[Begin Source text]

Given that$\text{atan2}\left(x,y\right)=\text{arctan}\left(\frac{y}{x}\right)$when$x,y$are in quadrants I and IV, I can implement atan2 using arctangent near zero, where it’s smooth and easily approximated. Inputs outside of that domain can be manipulated into it, provided that the output is adjusted for those manipulations.

## “Derive” arctangent approximation §

To implement atan2, I whipped out Chapter 18 from Streamlining Digital Signal Processing, which had several approximations for atan, including the following formula:

$\begin{array}{rl}{\text{arctan}}^{\star }\left(x\right)& \mathrm{=\frac{\pi }{4}x+0.273x\left(1–|x|\right)}\\ \mathrm{\approx \text{arctan}\left(x\right)\text{,}x\in \left[-1,1\right]}\end{array}$

That’s a local polynomial approximation good to a worst-case error of 0.22° for$-1\le x\le 1$.

## Convert units §

Now this is single-operand arctangent, so its parameter$x$is really the slope$\frac{y}{x}$as understood by atan2. Hence, the limited domain of the approximation function is equivalent to octants I and VIII in terms of atan2. The range is$\left[-\frac{\pi }{4},\frac{\pi }{4}\right]$over that domain. We want to convert to turns, since that’s bit easier to work with:

$\begin{array}{rl}{\text{arctan}}_{\tau }^{\star }\left(x\right)& \mathrm{=\frac{1}{2\pi }{\text{arctan}}^{\star }\left(x\right)}\\ \mathrm{=\frac{1}{2\pi }\left(\frac{\pi }{4}x+0.273x\left(1–|x|\right)\right)}\\ \mathrm{=\frac{1}{8}x+\frac{0.273}{2\pi }x\left(1–|x|\right)}\\ \mathrm{=x\left(\frac{1}{8}+\frac{0.273}{2\pi }–\frac{0.273}{2\pi }|x|\right)}\end{array}$

Now the range is$\left[-\frac{1}{8},\frac{1}{8}\right]$in units of turns (or τ). The last form requires only two multiplications and one addition as opposed to the three multiplications and two additions required by the original form.

One more thing: because the final function takes in operands with a range of

$y,x\in \left[-1,1{\right)}_{Q15}$

in Q15 format and I want its output angle be one turn

$\theta \in {\left[-\frac{1}{2},\frac{1}{2}\right)}_{\tau }$

in 16-bit brads, I actually need to scale the approximation back up to deal with the 1.15→0.16 fixed point conversion:

$\begin{array}{rl}{\text{arctan}}^{†}\left(x\right)& \mathrm{=2{\text{arctan}}_{\tau }^{\star }\left(x\right)}\\ \mathrm{=x\left(\frac{1}{4}+\frac{0.273}{\pi }–\frac{0.273}{\pi }|x|\right)}\end{array}$

## Exploit function symmetries §

To handle inputs not in octant I and VIII, I chose to manipulate the coordinates and exploit the symmetries of atan2. For example, if our input is in octants II and III, then we rotate it by −90°:

$\begin{array}{rl}\left[\begin{array}{c}{x}^{\prime }\\ {y}^{\prime }\end{array}\right]& \mathrm{=\left[\begin{array}{cc}\mathrm{cos}-90\mathrm{°}& -\mathrm{sin}-90\mathrm{°}\\ \mathrm{sin}-90\mathrm{°}& \mathrm{cos}-90\mathrm{°}\end{array}\right]\left[\begin{array}{c}x\\ y\end{array}\right]}\\ \mathrm{=\left[\begin{array}{cc}0& 1\\ -1& 0\end{array}\right]\left[\begin{array}{c}x\\ y\end{array}\right]}\\ \mathrm{=\left[\begin{array}{c}y\\ -x\end{array}\right]}\end{array}$

Now x′ and y′ are in octants I and VIII—as required—and we can pass them to our approximate arctangent:

${\text{arctan}}^{†}\left(\frac{{y}^{\prime }}{{x}^{\prime }}\right)$

The result then needs to be rotated 90° to put it back into octants II and III. This is easy since the result is already in angular units: just add 90°. Altogether, it looks like this:

$\begin{array}{rl}\text{atan2}\left(y,x\right)& \mathrm{={\text{arctan}}^{†}\left(\frac{{y}^{\prime }}{{x}^{\prime }}\right)+90\mathrm{°}}\\ \mathrm{={\text{arctan}}^{†}\left(\frac{-x}{y}\right)+90\mathrm{°}}\\ \mathrm{=90\mathrm{°}–{\text{arctan}}^{†}\left(\frac{x}{y}\right)}\end{array}$

I took it a step further here by using arctangent’s property as an odd function:$\text{arctan}\left(-x\right)=-\text{arctan}\left(x\right)$. In terms of implementation, this means:

1. Invert the division by swapping the two arguments.

[End Source text]

Problems to work on -
1. In the atan2 text, restate the paragraph beginning "The result then needs to be rotated" as a short list that keeps its main facts.
2. Transcribe the part of the atan2 text that begins at the words "Now x′ and y′" and stops after the words "the two arguments.".
The entries that come after this text aren't needed for any of this work.

[Begin Dataset records]

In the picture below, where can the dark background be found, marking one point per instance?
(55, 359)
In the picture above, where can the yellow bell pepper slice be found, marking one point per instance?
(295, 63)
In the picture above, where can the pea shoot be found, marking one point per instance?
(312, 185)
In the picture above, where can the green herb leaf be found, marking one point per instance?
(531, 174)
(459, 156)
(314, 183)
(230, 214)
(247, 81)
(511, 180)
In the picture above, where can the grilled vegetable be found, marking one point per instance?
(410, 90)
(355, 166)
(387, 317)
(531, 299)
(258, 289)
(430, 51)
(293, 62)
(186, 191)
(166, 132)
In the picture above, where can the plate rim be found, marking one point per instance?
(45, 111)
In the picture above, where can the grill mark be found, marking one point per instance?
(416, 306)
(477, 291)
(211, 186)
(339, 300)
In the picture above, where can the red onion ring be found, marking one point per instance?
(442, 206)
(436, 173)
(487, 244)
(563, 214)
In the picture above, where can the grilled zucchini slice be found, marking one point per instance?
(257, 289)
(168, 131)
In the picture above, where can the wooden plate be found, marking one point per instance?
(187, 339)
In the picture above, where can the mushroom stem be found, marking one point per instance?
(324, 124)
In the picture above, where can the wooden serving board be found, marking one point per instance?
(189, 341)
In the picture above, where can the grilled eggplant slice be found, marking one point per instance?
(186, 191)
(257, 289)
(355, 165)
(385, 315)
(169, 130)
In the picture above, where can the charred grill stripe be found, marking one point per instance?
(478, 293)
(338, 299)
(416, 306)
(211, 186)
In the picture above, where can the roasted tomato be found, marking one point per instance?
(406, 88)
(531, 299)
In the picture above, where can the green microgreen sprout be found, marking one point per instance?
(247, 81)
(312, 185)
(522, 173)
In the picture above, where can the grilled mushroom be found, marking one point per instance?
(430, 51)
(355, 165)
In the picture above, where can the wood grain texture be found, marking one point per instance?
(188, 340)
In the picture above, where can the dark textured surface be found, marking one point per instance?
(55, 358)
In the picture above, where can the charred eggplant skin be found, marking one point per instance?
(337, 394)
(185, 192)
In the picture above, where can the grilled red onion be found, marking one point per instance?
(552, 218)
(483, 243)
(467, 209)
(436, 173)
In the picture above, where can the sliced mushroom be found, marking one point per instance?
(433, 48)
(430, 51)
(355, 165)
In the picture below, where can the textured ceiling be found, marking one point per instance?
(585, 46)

[End Dataset records]
[Begin Dataset records]

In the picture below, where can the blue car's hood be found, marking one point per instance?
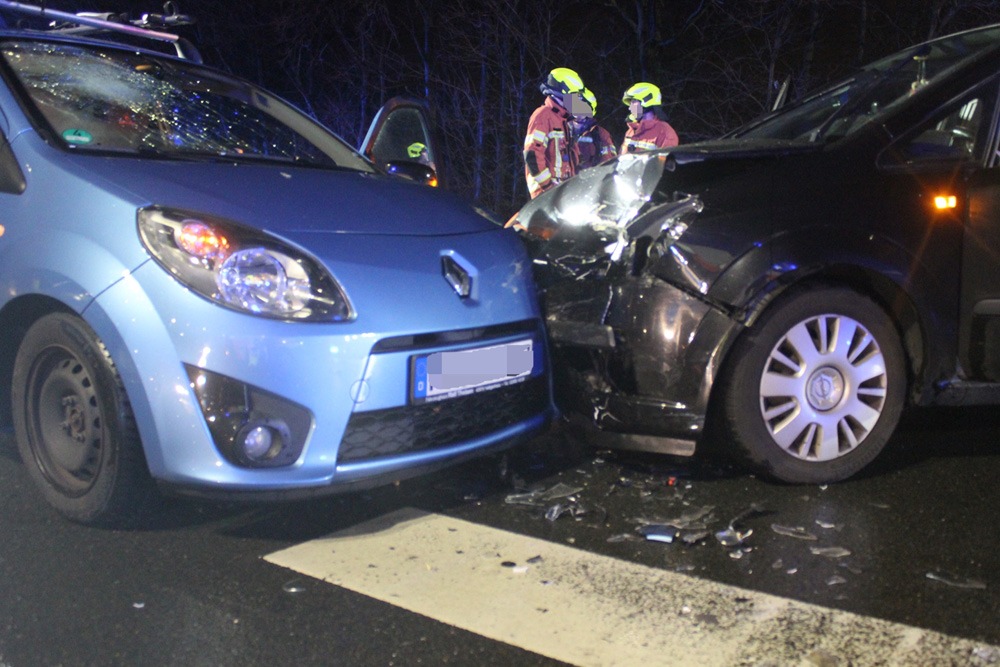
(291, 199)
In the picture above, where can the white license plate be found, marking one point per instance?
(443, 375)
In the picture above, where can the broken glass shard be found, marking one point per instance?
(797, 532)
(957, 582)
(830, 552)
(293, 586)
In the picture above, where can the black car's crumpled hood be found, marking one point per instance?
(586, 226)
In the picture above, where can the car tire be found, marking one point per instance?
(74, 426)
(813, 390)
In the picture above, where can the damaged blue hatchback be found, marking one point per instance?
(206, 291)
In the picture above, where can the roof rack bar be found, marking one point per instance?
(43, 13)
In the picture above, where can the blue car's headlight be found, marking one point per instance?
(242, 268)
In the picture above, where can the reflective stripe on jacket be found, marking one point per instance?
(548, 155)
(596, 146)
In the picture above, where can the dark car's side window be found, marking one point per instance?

[End Dataset records]

Full solutions -
1.
- The result must be rotated 90° to return it to octants II and III.
- This is easy because the result is already in angular units.
- The rotation is done by adding 90°.

2.
Now x′ and y′ are in octants I and VIII—as required—and we can pass them to our approximate arctangent:

${\text{arctan}}^{†}\left(\frac{{y}^{\prime }}{{x}^{\prime }}\right)$

The result then needs to be rotated 90° to put it back into octants II and III. This is easy since the result is already in angular units: just add 90°. Altogether, it looks like this:

$\begin{array}{rl}\text{atan2}\left(y,x\right)& \mathrm{={\text{arctan}}^{†}\left(\frac{{y}^{\prime }}{{x}^{\prime }}\right)+90\mathrm{°}}\\ \mathrm{={\text{arctan}}^{†}\left(\frac{-x}{y}\right)+90\mathrm{°}}\\ \mathrm{=90\mathrm{°}–{\text{arctan}}^{†}\left(\frac{x}{y}\right)}\end{array}$

I took it a step further here by using arctangent’s property as an odd function:$\text{arctan}\left(-x\right)=-\text{arctan}\left(x\right)$. In terms of implementation, this means:

1. Invert the division by swapping the two arguments.